O certo é que nem Aras nem Dallagnol irão nos contar os segredos da operação. O interesse deles é só “vender o peixe”. O repórter aprende com o passar dos anos que cometer um erro de informação ou de digitação, que é o mais comum, em um texto não é o maior dos nossos pecados. Ele pode ser corrigido. O maior dos nossos pecados é a ignorância sobre os fatos, o que nos torna presas fáceis dos interesses das fontes. Nós não conhecemos em profundidade os acertos e os erros da Lava Jato. Isso temos que deixar claro para os nossos leitores. Já é meio caminho andado. E também nos facilita o trabalho no “baile de cobra”. É simples assim.
Prezado Carlos, as duas partes estão certas, em partes. O Aras é chefe da Instituição, responde por ela, responde pelo orçamento dela. Não existe rubrica orçamentária (daí, aprovada pelo Legislativo) “lava jato”. Deve existir o órgão do MP regional, com sede em Curitiba. Claro o direito do Procurador Geral ter acesso a todos conteúdos da Instituição que dirige.
##########
Exercício A
De acordo com o trecho sobre a Lava Jato, qual é o maior dos pecados do repórter?
Exercício B
Por favor, extraia do trecho sobre a Lava Jato a passagem que vai de "O certo é que" até "É simples assim.", inclusive.
Baseie-se somente no trecho sobre a Lava Jato.

Entradas do conjunto de dados
##########
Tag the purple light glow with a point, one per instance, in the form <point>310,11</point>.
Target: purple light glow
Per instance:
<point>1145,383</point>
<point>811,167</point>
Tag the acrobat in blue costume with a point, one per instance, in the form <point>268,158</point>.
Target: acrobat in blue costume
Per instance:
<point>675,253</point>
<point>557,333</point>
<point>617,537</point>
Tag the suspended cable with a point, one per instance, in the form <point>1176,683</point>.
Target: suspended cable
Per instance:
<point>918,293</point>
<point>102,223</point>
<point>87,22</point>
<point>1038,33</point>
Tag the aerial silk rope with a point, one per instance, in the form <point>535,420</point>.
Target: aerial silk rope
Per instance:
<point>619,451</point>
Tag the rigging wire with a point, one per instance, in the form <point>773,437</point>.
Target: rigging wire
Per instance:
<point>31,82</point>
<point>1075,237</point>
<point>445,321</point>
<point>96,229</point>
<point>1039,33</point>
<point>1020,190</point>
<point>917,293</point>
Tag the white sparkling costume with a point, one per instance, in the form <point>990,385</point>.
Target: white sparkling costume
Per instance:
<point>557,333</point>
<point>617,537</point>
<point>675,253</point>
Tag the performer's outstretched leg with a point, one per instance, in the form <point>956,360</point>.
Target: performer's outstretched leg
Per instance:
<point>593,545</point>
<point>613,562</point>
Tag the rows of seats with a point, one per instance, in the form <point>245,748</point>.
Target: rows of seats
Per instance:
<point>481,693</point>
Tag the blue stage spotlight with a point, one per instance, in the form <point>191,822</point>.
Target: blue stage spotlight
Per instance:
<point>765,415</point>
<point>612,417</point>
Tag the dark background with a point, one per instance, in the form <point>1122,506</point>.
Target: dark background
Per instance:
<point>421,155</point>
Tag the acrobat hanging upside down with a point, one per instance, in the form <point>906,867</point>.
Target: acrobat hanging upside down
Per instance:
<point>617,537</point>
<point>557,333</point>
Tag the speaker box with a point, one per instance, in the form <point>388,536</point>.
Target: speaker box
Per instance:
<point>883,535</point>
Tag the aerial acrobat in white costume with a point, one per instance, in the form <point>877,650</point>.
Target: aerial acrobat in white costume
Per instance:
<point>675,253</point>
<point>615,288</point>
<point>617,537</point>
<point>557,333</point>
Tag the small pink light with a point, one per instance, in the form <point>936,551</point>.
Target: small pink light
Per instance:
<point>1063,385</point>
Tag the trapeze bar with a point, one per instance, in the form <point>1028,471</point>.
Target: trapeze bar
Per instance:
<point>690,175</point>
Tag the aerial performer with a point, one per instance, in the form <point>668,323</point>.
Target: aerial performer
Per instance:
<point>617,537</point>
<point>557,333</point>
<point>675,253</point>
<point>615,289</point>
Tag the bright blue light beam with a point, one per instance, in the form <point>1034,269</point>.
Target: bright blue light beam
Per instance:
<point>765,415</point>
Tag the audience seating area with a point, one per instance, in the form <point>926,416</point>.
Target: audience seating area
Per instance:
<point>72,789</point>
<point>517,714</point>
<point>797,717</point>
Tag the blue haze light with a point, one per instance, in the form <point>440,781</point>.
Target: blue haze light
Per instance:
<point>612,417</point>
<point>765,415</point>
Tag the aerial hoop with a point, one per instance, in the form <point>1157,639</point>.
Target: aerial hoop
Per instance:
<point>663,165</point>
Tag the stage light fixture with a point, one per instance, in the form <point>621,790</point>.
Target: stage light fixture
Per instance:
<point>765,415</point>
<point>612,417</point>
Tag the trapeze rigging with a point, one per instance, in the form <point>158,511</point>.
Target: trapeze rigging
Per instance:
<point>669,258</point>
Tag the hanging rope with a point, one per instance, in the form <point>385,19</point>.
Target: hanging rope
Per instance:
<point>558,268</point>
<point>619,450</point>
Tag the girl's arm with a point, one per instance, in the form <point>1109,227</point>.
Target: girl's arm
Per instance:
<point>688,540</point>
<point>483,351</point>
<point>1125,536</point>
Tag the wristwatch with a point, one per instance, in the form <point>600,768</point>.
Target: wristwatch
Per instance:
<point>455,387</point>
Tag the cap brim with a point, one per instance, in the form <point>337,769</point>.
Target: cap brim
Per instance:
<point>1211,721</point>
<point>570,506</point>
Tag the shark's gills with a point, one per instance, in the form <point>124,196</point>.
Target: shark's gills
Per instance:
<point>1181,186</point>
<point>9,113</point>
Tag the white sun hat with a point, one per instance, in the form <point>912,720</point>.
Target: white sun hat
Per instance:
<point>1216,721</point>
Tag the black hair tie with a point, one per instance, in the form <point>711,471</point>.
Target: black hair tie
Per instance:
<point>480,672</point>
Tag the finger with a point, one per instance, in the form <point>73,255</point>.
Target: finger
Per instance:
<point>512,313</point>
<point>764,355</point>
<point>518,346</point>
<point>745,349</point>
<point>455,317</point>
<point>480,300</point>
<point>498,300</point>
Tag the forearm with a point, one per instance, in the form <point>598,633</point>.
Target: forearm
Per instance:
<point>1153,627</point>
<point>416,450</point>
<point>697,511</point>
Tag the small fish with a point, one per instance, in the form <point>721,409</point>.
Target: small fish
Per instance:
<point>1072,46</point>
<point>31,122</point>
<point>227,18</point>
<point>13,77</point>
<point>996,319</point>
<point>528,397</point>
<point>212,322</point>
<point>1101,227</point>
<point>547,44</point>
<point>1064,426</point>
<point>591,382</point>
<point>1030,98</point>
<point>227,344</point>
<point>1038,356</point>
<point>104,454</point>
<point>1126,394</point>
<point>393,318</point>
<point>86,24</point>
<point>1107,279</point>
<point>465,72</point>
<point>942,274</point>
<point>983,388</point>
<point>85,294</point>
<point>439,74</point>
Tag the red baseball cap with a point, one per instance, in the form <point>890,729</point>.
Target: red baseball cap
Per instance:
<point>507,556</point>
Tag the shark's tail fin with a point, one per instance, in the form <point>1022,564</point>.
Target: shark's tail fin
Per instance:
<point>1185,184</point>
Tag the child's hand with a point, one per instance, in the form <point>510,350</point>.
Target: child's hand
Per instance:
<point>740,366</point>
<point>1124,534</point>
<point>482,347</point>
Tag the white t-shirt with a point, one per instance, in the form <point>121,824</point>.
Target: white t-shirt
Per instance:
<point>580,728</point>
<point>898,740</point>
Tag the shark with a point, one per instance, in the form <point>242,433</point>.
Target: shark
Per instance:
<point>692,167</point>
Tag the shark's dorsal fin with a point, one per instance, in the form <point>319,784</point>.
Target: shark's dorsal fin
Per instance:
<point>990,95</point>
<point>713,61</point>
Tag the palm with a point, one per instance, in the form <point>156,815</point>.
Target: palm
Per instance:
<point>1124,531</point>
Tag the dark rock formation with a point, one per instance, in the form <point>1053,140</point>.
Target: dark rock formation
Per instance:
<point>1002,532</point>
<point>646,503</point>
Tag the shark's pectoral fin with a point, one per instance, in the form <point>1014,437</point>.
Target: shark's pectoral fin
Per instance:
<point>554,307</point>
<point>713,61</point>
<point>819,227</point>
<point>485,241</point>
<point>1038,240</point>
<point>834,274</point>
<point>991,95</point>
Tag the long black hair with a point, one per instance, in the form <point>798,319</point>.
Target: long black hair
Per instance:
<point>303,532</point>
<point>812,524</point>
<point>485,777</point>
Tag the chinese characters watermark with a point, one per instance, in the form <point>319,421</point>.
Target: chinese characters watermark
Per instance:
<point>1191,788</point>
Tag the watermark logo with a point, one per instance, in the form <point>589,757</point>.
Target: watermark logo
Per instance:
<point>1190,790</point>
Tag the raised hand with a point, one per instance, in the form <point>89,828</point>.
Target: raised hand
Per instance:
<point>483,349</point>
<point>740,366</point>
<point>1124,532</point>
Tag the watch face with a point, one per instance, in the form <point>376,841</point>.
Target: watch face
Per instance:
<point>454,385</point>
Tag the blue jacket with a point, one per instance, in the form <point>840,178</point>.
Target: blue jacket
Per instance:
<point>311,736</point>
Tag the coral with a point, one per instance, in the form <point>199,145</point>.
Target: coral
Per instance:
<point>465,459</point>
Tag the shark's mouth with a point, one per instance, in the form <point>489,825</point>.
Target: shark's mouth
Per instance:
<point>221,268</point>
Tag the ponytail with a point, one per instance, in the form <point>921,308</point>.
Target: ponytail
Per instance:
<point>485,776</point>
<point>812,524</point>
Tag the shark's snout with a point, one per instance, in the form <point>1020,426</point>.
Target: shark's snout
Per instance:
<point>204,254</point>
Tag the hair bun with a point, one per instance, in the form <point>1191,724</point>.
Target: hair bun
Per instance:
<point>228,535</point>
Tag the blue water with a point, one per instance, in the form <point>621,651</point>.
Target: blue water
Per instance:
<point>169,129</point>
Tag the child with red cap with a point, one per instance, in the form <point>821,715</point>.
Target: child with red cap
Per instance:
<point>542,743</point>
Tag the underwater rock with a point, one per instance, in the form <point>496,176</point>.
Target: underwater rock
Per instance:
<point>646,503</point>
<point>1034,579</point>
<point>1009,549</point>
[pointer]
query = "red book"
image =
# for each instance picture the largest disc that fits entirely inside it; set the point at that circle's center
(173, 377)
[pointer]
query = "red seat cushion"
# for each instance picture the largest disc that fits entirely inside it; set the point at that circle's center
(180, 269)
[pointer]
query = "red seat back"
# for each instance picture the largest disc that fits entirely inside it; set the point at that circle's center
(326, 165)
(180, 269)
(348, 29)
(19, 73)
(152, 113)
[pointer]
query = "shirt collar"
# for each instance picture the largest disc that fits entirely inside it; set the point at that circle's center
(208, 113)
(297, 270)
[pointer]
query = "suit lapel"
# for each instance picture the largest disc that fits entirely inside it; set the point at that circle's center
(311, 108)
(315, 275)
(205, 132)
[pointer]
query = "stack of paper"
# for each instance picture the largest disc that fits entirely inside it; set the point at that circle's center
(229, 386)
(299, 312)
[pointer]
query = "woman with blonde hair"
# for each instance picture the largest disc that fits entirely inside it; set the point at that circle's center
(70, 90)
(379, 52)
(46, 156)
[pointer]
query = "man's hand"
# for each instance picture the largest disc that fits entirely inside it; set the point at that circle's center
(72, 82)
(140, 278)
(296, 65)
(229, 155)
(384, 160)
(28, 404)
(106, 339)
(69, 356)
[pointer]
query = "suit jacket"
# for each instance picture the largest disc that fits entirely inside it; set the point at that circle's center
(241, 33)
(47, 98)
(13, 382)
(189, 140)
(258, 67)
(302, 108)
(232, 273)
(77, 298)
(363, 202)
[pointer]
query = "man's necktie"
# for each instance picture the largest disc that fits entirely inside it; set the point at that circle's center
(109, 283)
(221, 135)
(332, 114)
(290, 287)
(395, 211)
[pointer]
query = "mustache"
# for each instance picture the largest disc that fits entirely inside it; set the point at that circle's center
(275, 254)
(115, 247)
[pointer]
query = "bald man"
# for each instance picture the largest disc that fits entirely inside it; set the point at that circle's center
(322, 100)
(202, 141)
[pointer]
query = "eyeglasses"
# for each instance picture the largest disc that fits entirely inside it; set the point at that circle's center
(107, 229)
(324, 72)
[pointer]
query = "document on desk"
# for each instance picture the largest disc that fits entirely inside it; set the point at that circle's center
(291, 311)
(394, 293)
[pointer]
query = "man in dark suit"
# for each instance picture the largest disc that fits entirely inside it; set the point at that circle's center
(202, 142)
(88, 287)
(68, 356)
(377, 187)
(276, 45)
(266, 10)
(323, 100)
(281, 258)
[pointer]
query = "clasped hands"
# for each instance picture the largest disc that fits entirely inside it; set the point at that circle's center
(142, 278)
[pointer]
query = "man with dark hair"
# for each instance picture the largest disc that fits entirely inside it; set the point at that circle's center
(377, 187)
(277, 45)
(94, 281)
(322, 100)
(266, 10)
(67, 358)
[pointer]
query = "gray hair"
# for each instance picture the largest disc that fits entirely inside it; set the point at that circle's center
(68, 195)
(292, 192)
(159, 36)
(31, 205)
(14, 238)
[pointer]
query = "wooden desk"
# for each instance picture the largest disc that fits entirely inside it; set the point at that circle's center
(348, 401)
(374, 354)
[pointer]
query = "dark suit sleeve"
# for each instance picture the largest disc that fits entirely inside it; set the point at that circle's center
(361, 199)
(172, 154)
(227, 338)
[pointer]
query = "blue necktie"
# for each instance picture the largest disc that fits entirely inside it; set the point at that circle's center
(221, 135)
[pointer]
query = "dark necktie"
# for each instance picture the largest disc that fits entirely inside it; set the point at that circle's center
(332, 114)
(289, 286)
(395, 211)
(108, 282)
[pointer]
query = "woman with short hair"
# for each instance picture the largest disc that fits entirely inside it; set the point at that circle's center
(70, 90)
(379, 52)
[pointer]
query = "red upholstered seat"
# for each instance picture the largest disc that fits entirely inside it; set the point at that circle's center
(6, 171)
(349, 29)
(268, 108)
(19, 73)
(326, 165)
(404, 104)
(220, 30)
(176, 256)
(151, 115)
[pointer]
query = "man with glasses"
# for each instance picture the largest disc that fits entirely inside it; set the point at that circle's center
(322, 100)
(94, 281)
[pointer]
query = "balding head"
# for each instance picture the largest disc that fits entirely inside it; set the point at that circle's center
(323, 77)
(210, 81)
##########
Resultado do exercício A
A ignorância sobre os fatos, que nos torna presas fáceis dos interesses das fontes.

Resultado do exercício B
O certo é que nem Aras nem Dallagnol irão nos contar os segredos da operação. O interesse deles é só “vender o peixe”. O repórter aprende com o passar dos anos que cometer um erro de informação ou de digitação, que é o mais comum, em um texto não é o maior dos nossos pecados. Ele pode ser corrigido. O maior dos nossos pecados é a ignorância sobre os fatos, o que nos torna presas fáceis dos interesses das fontes. Nós não conhecemos em profundidade os acertos e os erros da Lava Jato. Isso temos que deixar claro para os nossos leitores. Já é meio caminho andado. E também nos facilita o trabalho no “baile de cobra”. É simples assim.